#### [DESAFIOS]
• A. Extraia do texto sobre Chico Xavier o trecho que começa em "Ao lançar o" e termina em "à pátria espiritual[1].", incluindo essas palavras.
• B. Traduza para o inglês esta frase do texto sobre Chico Xavier: "Nos anos em que pude conviver com Chico Xavier, o que mais chamou a atenção não foram suas extraordinárias faculdades mediúnicas, mas a sua humanidade."
• C. Segundo o texto sobre Chico Xavier, com que idade ele obteve reconhecimento público no país para além do movimento espírita?

#### [TEXTO SELECIONADO]
O Mundo Sem Chico Xavier

por Dorival Strelow
Chico Xavier, o maior brasileiro de todos os tempos

Ao lançar o livro “O Voo da Garça: Chico Xavier em Pedro Leopoldo” em 2010 e, posteriormente, o livro “Nas Trilhas da Garça: Chico Xavier nas Minas Gerais” em 2016, manifestei, inicialmente, duas grandes preocupações: A primeira, pelo fato de ter conhecido e convivido por 21 anos com Chico Xavier e para não prejudicar a pesquisa, tentar manter o distanciamento necessário entre o pesquisador e o sujeito a ser pesquisado. Confesso que não foi e não tem sido uma tarefa nada fácil, mesmo considerando os quase 20 anos do seu retorno à pátria espiritual[1].

A segunda, diz respeito a linha abordada na perspectiva histórica desta trilogia. Compreendo que não será um simples gesto de uma pessoa qualquer que poderá magicamente transformar a forma da organização social em que vivemos. Entretanto, observando a vida e obra de Chico Xavier, pude constatar que a coerência entre o seu pensar, o seu falar, o seu escrever e o seu agir, associada ao seu poder de mobilização gerou uma ação coletiva de proporções surpreendentes e inimagináveis.

Nos anos em que pude conviver com Chico Xavier, o que mais chamou a atenção não foram suas extraordinárias faculdades mediúnicas, mas a sua humanidade. Sendo tão humano quanto nós, ele deu tanto sentido à sua humanidade que se tornou um homem “diferente”, vivendo entre dois mundos, sob a influência do contexto social em que ele renasceu e, ao mesmo tempo, vivendo no futuro do seu tempo e da sua época.

Por isso mesmo, em momentos distintos da sua trajetória, foi incompreendido e perseguido, adorado e mitificado, porém mesmo com tanto desconforto e bajulação não sucumbiu, como muitos, ao sedutor “canto da sereia”. Ainda assim, com tantos críticos e admiradores, diria que Chico Xavier foi um homem solitário. Triste não. Como foram, e são, algumas das “grandes almas” que já transitaram ou transitam nos campos da ciência, da filosofia e da religião.  

Estudando a história da humanidade podemos observar que estas “grandes almas” em todos os movimentos humanos e sociais, vivendo sob o contexto do presente, mas, ao mesmo tempo, no futuro do seu tempo, quase sempre, foram historicamente incompreendidas e, muitas vezes perseguidas e ridicularizadas. Entretanto, posteriormente, costumam ser reconhecidas e valorizadas, porque ousaram, enxergaram para além do inexplorado, do socialmente permitido e do espiritualmente consagrado.

Na verdade, são muito poucos aqueles que dentro de um contexto social individualista e excludente como ainda estamos inseridos, pensam no bem e no interesse coletivo. E para os que desafiam esta lógica o preço deste testemunho não é nada fácil. O próprio Chico é um exemplo de coerência e dedicação, mas que só teve o reconhecimento público em nosso país e para além do movimento espírita, aos 61 anos de idade, a partir dos programas Pinga Fogo em julho e dezembro de 1971.

#### [REGISTROS DE DADOS]
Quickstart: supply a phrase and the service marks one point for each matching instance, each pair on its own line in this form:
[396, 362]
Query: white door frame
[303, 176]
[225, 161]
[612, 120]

#### [RESPOSTAS COMPLETAS]
• A.
Ao lançar o livro “O Voo da Garça: Chico Xavier em Pedro Leopoldo” em 2010 e, posteriormente, o livro “Nas Trilhas da Garça: Chico Xavier nas Minas Gerais” em 2016, manifestei, inicialmente, duas grandes preocupações: A primeira, pelo fato de ter conhecido e convivido por 21 anos com Chico Xavier e para não prejudicar a pesquisa, tentar manter o distanciamento necessário entre o pesquisador e o sujeito a ser pesquisado. Confesso que não foi e não tem sido uma tarefa nada fácil, mesmo considerando os quase 20 anos do seu retorno à pátria espiritual[1].

• B. In the years I was able to spend with Chico Xavier, what drew the most attention was not his extraordinary mediumistic faculties, but his humanity.

• C. Aos 61 anos de idade.